#### Quoted text

In this notebook we use the *k* nearest neighbors algorithm to predict whether a day is a winter day.

In [None]:
import numpy as np
import pandas as pd

import matplotlib.pyplot as plt
%matplotlib inline
import seaborn as sns
sns.set()

from sklearn.neighbors import KNeighborsClassifier

In [None]:
# again, let us use the Bike Sharing Dataset
df = pd.read_csv("data/Bike-Sharing-Dataset/day.csv")

## Initial exploration

In [None]:
### warning: official description was wrong!
seasons = {1: "winter", 2: "spring", 3: "summer", 4: "fall"}

In [None]:
# recoding seasons
df['season'] = df['season'].map(seasons)

In [None]:
# grouping by "seasons", selecting "cnt" columns and then taking mean 
df.groupby("season")["cnt"].mean()

In [None]:
# let's define some colors we will be using
colors = {"winter": "#5555dd", "spring": "#55dd55", "summer": "#fcc969", "fall": "#dd5555"}

In [None]:
fig, ax = plt.subplots(figsize=(10,10))
# temperatures in seasons
for name, df_part in df.groupby("season")["temp"]:
    sns.distplot(df_part, hist=False, label=name, color=colors[name], ax=ax)

### Exercises

* Plot humidity by season.
* Plot casual and (on a separate plot) registered rentals by season.
* ★ Plot total usage by weekday.  

## Cross-validation

Random split into train and test set is not a good idea here. Why?

Instead, we take data from 2011 to the train set and from 2012 to the test set.

########

Goals
1) In the k nearest neighbors notebook, why does the code write out its own dictionary of season names instead of following the dataset's description? Answer in one to three sentences.
2) Write the next part of the k nearest neighbors notebook, picking up after its last sentence.

#### Information supplied

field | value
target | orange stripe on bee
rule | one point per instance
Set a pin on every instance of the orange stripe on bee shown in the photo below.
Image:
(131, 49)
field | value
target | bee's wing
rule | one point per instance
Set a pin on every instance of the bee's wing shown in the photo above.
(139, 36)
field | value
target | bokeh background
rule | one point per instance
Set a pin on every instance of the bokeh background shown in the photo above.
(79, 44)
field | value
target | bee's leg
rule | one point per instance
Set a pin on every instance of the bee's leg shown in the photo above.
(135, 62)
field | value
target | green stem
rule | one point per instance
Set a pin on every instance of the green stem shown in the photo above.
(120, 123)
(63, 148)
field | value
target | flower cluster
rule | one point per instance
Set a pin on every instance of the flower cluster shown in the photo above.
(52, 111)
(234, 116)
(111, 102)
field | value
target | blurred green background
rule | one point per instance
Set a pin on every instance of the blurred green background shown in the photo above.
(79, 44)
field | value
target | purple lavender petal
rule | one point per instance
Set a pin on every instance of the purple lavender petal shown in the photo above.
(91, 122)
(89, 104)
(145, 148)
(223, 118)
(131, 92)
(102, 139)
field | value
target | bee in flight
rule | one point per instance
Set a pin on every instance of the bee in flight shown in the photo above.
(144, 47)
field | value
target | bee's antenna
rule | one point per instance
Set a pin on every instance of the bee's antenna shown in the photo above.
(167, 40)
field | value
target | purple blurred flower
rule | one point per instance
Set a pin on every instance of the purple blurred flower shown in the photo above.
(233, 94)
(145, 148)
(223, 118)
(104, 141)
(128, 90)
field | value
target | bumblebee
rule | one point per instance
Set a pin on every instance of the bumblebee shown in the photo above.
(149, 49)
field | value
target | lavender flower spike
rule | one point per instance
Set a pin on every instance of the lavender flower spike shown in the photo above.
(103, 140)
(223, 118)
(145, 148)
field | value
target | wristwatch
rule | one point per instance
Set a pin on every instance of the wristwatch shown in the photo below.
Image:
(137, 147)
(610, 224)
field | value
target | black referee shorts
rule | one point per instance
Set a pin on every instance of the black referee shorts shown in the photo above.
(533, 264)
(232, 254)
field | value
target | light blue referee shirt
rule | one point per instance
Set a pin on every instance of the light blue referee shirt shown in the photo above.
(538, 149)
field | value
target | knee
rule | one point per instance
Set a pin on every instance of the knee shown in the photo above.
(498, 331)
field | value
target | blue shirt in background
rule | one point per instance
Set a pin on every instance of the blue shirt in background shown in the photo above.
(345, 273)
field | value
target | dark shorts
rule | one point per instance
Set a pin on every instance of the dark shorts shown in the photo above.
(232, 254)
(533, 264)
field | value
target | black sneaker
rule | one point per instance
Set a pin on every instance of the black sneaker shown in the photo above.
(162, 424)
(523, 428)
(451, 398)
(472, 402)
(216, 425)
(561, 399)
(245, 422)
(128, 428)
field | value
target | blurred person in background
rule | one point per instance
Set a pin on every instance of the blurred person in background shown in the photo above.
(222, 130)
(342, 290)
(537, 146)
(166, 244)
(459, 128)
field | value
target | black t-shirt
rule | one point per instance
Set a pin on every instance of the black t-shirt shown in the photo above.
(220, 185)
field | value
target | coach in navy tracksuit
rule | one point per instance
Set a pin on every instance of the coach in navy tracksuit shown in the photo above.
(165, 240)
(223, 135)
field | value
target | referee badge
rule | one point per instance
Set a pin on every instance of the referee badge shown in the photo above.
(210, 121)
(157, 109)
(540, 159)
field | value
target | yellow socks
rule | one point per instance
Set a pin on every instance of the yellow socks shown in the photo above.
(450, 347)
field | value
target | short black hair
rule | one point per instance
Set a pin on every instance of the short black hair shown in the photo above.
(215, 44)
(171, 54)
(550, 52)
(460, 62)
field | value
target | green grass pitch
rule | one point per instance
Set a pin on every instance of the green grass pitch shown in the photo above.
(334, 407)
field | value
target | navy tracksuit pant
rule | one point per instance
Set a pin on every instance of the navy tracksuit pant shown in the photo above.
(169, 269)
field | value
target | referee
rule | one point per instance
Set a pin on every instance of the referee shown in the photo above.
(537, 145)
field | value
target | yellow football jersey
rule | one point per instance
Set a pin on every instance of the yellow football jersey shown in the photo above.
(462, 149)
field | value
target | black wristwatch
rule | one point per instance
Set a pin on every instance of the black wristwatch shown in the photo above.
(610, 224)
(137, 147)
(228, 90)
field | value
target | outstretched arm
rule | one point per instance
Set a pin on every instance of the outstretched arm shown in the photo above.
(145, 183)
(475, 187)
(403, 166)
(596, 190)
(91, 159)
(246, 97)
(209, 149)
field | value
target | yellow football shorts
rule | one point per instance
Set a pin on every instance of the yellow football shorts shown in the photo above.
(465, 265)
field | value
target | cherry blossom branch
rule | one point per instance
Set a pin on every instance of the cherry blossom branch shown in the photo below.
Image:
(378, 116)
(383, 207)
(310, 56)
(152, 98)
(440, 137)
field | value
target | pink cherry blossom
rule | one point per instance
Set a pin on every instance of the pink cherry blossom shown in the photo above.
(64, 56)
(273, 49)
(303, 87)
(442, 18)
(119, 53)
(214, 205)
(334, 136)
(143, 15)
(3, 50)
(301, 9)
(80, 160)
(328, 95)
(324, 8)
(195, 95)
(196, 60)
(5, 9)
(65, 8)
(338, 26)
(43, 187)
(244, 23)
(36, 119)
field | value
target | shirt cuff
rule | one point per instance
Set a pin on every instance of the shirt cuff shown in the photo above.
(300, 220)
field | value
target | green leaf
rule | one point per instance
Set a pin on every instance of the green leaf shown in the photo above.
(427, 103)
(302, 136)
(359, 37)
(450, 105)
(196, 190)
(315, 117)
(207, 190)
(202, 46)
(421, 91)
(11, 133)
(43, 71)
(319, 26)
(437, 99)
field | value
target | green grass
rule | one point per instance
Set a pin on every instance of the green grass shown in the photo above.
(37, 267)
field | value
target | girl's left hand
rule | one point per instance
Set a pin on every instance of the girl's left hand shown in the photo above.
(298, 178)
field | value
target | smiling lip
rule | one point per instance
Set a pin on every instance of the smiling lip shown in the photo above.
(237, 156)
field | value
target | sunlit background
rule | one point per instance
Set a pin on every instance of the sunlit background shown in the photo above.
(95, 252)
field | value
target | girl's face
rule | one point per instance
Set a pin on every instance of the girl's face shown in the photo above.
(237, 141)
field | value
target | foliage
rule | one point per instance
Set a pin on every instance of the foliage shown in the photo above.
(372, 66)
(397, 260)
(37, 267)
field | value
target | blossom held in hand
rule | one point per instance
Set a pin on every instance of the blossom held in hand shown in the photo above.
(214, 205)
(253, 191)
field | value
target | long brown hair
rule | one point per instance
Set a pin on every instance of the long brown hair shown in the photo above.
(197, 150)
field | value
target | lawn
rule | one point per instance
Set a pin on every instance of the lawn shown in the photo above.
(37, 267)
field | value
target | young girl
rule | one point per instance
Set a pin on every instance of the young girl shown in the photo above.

########

Results by task
1) A comment in the code warns that the official description of the seasons was wrong. So the notebook defines its own mapping of 1 to winter, 2 to spring, 3 to summer and 4 to fall. It then uses that mapping to recode the season column.

2)
In [None]:
min(df.dteday), max(df.dteday)

In [None]:
train_mask = df.dteday < '2012-01-01'

In [None]:
df_train = df[train_mask]
df_test = df[~train_mask]

In [None]:
len(df_train), len(df_test)

In [None]:
df_train.tail()

In [None]:
df_test.head()

## *k* Nearest Neighbors for 3 variables

### Exercise

* What's the accuracy of the best constant model?

In [None]:
# let's predict whether the season is winter

feature_1 = "temp"
feature_2 = "casual"

# input
X_train = df_train[[feature_1, feature_2]]
X_test = df_test[[feature_1, feature_2]]

# output
Y_train = df_train["season"] == "winter"
Y_test = df_test["season"] == "winter"

In [None]:
X_train.head()

In [None]:
X_test.head()

In [None]:
Y_train.head()

In [None]:
Y_train.value_counts()

In [None]:
Y_test.head()

In [None]:
Y_test.value_counts()

In [None]:
data = X_train.assign(winter=Y_train)
# we could do the same with data by typing:
# data = X_train.copy()
# data['winter'] = Y_train

sns.lmplot(x=feature_1, y=feature_2, data=data, fit_reg=False, hue="winter")

In [None]:
sns.lmplot(x=feature_1, y=feature_2, data=X_test, fit_reg=False)

### Normalization

- We need to normalize data to put data with no misleading information to the model.
- We transform data so that each feature for the training set has the mean equal to 0 and the standard deviation equal to 1.
- Note that we transform both train and test data with use of the same statistics.

In [None]:
m = X_train.mean()
s = X_train.std()

In [None]:
m

In [None]:
s

In [None]:
X_train = (X_train - m) / s
X_test = (X_test - m) / s

In [None]:
X_train.mean()

In [None]:
X_test.mean()

In [None]:
X_train.std()

In [None]:
X_test.std()

### Exercises

* We can normalize data 'on the fly' in two lines of code. How to do that? Only one of the three propositions below is correct. Which one and why?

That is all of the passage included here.